START Data provided
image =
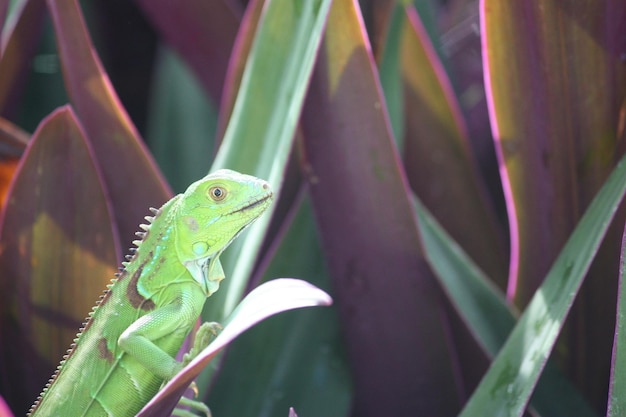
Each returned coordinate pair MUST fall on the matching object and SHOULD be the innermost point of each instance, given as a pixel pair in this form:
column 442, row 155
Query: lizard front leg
column 172, row 321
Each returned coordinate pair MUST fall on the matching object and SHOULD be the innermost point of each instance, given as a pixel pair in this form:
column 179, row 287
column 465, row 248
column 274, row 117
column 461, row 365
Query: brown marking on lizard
column 103, row 350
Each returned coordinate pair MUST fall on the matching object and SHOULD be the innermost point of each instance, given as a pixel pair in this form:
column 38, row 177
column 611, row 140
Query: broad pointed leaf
column 266, row 300
column 507, row 386
column 489, row 317
column 260, row 132
column 555, row 123
column 294, row 360
column 438, row 160
column 133, row 180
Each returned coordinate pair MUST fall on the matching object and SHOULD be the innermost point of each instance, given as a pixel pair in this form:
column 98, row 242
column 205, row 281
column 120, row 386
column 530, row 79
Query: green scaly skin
column 126, row 349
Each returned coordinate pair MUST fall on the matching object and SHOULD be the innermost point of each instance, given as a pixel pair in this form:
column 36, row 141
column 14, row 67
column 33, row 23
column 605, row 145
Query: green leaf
column 388, row 299
column 202, row 32
column 489, row 317
column 507, row 386
column 181, row 123
column 259, row 135
column 264, row 301
column 294, row 359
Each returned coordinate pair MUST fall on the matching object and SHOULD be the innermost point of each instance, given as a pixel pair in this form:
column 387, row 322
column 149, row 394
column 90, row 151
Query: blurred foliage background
column 502, row 119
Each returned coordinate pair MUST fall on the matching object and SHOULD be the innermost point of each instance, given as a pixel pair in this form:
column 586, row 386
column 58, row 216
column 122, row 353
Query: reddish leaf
column 17, row 52
column 202, row 32
column 57, row 253
column 389, row 302
column 438, row 160
column 13, row 141
column 132, row 178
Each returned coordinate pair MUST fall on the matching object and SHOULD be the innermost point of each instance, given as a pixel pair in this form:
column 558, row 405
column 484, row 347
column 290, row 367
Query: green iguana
column 126, row 349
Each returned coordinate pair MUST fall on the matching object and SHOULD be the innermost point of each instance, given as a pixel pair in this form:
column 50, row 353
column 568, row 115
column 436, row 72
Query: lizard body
column 126, row 349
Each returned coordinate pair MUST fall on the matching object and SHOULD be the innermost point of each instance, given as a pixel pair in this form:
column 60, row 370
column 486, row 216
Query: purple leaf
column 202, row 32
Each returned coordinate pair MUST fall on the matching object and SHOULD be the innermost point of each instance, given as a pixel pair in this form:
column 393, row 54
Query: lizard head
column 213, row 211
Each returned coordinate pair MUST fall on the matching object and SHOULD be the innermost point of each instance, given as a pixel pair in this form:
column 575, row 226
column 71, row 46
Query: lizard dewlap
column 126, row 349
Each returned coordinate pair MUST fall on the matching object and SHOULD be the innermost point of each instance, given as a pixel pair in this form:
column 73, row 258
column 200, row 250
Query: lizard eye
column 217, row 193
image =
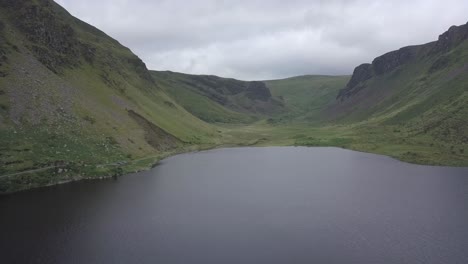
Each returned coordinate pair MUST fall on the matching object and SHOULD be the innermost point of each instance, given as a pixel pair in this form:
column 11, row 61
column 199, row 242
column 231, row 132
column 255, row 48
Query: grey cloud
column 267, row 39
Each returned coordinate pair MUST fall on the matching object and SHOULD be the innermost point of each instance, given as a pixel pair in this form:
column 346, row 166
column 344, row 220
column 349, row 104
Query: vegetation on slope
column 220, row 100
column 73, row 99
column 75, row 104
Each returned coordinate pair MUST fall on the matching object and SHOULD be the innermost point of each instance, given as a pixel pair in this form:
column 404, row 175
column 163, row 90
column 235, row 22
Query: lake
column 288, row 205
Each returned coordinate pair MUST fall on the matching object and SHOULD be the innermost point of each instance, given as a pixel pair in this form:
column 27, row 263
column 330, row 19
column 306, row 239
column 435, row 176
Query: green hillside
column 71, row 95
column 220, row 100
column 75, row 104
column 306, row 96
column 423, row 89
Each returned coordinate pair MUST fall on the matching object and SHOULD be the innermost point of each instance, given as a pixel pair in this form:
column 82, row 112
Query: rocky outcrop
column 258, row 91
column 155, row 136
column 394, row 59
column 451, row 38
column 52, row 40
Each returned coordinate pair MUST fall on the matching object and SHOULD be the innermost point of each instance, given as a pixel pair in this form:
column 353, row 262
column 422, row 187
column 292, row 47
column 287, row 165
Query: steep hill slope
column 305, row 97
column 75, row 100
column 422, row 88
column 215, row 99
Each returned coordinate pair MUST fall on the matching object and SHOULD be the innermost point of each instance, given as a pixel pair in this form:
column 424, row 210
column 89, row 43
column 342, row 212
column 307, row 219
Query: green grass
column 79, row 118
column 306, row 96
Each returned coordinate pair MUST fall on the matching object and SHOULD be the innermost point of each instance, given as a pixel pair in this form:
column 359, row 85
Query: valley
column 76, row 104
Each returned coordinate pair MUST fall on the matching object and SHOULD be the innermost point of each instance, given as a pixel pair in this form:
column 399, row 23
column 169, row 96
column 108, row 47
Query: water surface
column 247, row 205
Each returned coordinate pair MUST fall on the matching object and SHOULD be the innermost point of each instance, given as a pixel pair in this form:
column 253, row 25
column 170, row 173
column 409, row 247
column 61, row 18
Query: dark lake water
column 285, row 205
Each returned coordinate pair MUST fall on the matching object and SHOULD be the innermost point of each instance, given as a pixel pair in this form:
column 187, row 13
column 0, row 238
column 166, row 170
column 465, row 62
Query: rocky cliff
column 395, row 59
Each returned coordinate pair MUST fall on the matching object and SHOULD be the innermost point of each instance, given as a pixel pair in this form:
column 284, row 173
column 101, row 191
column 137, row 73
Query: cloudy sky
column 259, row 39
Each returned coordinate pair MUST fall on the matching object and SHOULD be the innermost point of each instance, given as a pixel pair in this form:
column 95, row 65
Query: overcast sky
column 255, row 39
END Data provided
* [Exercise instructions]
Please set down each line of the data above exactly as written, without the pictures.

* [Response area]
image =
Each returned coordinate pair MUST fall on the matching object and SHOULD be the innermost point of each instance, given as a pixel pair in this form:
column 442, row 155
Query: lizard front leg
column 172, row 321
Each returned coordinate pair MUST fall on the matching object and SHOULD be the innermost point of each instance, given as a pixel pair in this form:
column 179, row 287
column 465, row 248
column 274, row 117
column 461, row 365
Query: brown marking on lizard
column 103, row 350
Each returned coordinate pair MUST fall on the matching object and SHOULD be the innermost point of each instance, given as a pixel pair in this form:
column 38, row 177
column 611, row 140
Query: broad pointed leaf
column 266, row 300
column 507, row 386
column 489, row 317
column 260, row 132
column 555, row 123
column 294, row 360
column 438, row 160
column 133, row 180
Each returned coordinate pair MUST fall on the matching object and SHOULD be the innermost point of each instance, given as a pixel pair in this form:
column 98, row 242
column 205, row 281
column 120, row 386
column 530, row 79
Query: green scaly skin
column 126, row 349
Each returned coordinate pair MUST fall on the matching object and SHOULD be the innermost point of each instance, given as a pixel pair in this form:
column 36, row 141
column 14, row 67
column 33, row 23
column 605, row 145
Query: green leaf
column 388, row 299
column 202, row 32
column 489, row 317
column 507, row 386
column 181, row 123
column 259, row 135
column 264, row 301
column 294, row 359
Each returned coordinate pair MUST fall on the matching object and SHOULD be the innermost point of each instance, given as a pixel pair in this form:
column 387, row 322
column 149, row 394
column 90, row 151
Query: blurred foliage background
column 502, row 119
Each returned coordinate pair MUST fall on the matching object and SHOULD be the innermost point of each instance, given as a pixel pair in this form:
column 586, row 386
column 58, row 216
column 122, row 353
Query: reddish leaf
column 17, row 52
column 202, row 32
column 57, row 253
column 389, row 302
column 438, row 160
column 13, row 141
column 132, row 178
Each returned coordinate pair MUST fall on the matching object and SHOULD be the innermost point of each instance, given as a pixel pair in this form:
column 558, row 405
column 484, row 347
column 290, row 367
Query: green iguana
column 126, row 349
Each returned coordinate pair MUST fall on the matching object and SHOULD be the innermost point of each instance, given as a pixel pair in this form:
column 50, row 353
column 568, row 115
column 436, row 72
Query: lizard body
column 126, row 349
Each returned coordinate pair MUST fall on the matching object and SHOULD be the innermost point of each instance, given as a pixel pair in this form:
column 60, row 370
column 486, row 216
Query: purple leaf
column 202, row 32
Each returned coordinate pair MUST fall on the matching object and SHOULD be the innermost point of each instance, given as a pixel pair in this form:
column 393, row 54
Query: lizard head
column 213, row 211
Each returned coordinate pair MUST fall on the matching object and SHOULD be the innermost point of each instance, given as a pixel pair in this form:
column 575, row 226
column 71, row 46
Query: lizard dewlap
column 126, row 349
Each returned coordinate pair MUST fall on the matching object and SHOULD be the innermost point of each instance, given as a pixel pair in this form:
column 73, row 258
column 200, row 250
Query: lizard eye
column 217, row 193
image =
Each returned coordinate pair MUST fall on the matching object and SHOULD be the innermost point of each instance, given as a pixel pair in this form:
column 11, row 61
column 199, row 242
column 231, row 132
column 255, row 48
Query: grey cloud
column 267, row 39
Each returned coordinate pair MUST fall on the matching object and SHOULD be the innermost point of each instance, given as a pixel pair in this form:
column 346, row 166
column 344, row 220
column 349, row 104
Query: vegetation on slope
column 220, row 100
column 73, row 99
column 75, row 104
Each returned coordinate pair MUST fall on the matching object and SHOULD be the innermost point of each instance, given as a pixel pair in this form:
column 404, row 175
column 163, row 90
column 235, row 22
Query: lake
column 288, row 205
Each returned coordinate pair MUST fall on the matching object and SHOULD be the innermost point of each instance, given as a pixel pair in this form:
column 27, row 263
column 330, row 19
column 306, row 239
column 435, row 176
Query: green hillside
column 71, row 95
column 220, row 100
column 75, row 104
column 306, row 96
column 423, row 89
Each returned coordinate pair MUST fall on the matching object and SHOULD be the innermost point of each instance, given as a pixel pair in this form:
column 82, row 112
Query: rocky outcrop
column 258, row 91
column 155, row 136
column 394, row 59
column 451, row 38
column 52, row 40
Each returned coordinate pair MUST fall on the matching object and SHOULD be the innermost point of each instance, given as a pixel pair in this form:
column 353, row 262
column 422, row 187
column 292, row 47
column 287, row 165
Query: steep hill slope
column 305, row 97
column 75, row 100
column 422, row 88
column 215, row 99
Each returned coordinate pair MUST fall on the matching object and SHOULD be the innermost point of each instance, given as a pixel pair in this form:
column 424, row 210
column 89, row 43
column 342, row 212
column 307, row 219
Query: green grass
column 79, row 118
column 306, row 96
Each returned coordinate pair MUST fall on the matching object and SHOULD be the innermost point of each instance, given as a pixel pair in this form:
column 359, row 85
Query: valley
column 76, row 104
Each returned coordinate pair MUST fall on the matching object and SHOULD be the innermost point of each instance, given as a pixel pair in this form:
column 399, row 23
column 169, row 96
column 108, row 47
Query: water surface
column 247, row 205
Each returned coordinate pair MUST fall on the matching object and SHOULD be the innermost point of each instance, given as a pixel pair in this form:
column 253, row 25
column 170, row 173
column 409, row 247
column 61, row 18
Query: dark lake water
column 285, row 205
Each returned coordinate pair MUST fall on the matching object and SHOULD be the innermost point of each instance, given as a pixel pair in this form:
column 187, row 13
column 0, row 238
column 166, row 170
column 465, row 62
Query: rocky cliff
column 395, row 59
Each returned coordinate pair MUST fall on the matching object and SHOULD be the innermost point of each instance, given as a pixel pair in this form:
column 284, row 173
column 101, row 191
column 137, row 73
Query: cloudy sky
column 259, row 39
Each returned coordinate pair MUST fall on the matching object and SHOULD be the innermost point of each instance, given as a pixel pair in this form:
column 95, row 65
Query: overcast sky
column 255, row 39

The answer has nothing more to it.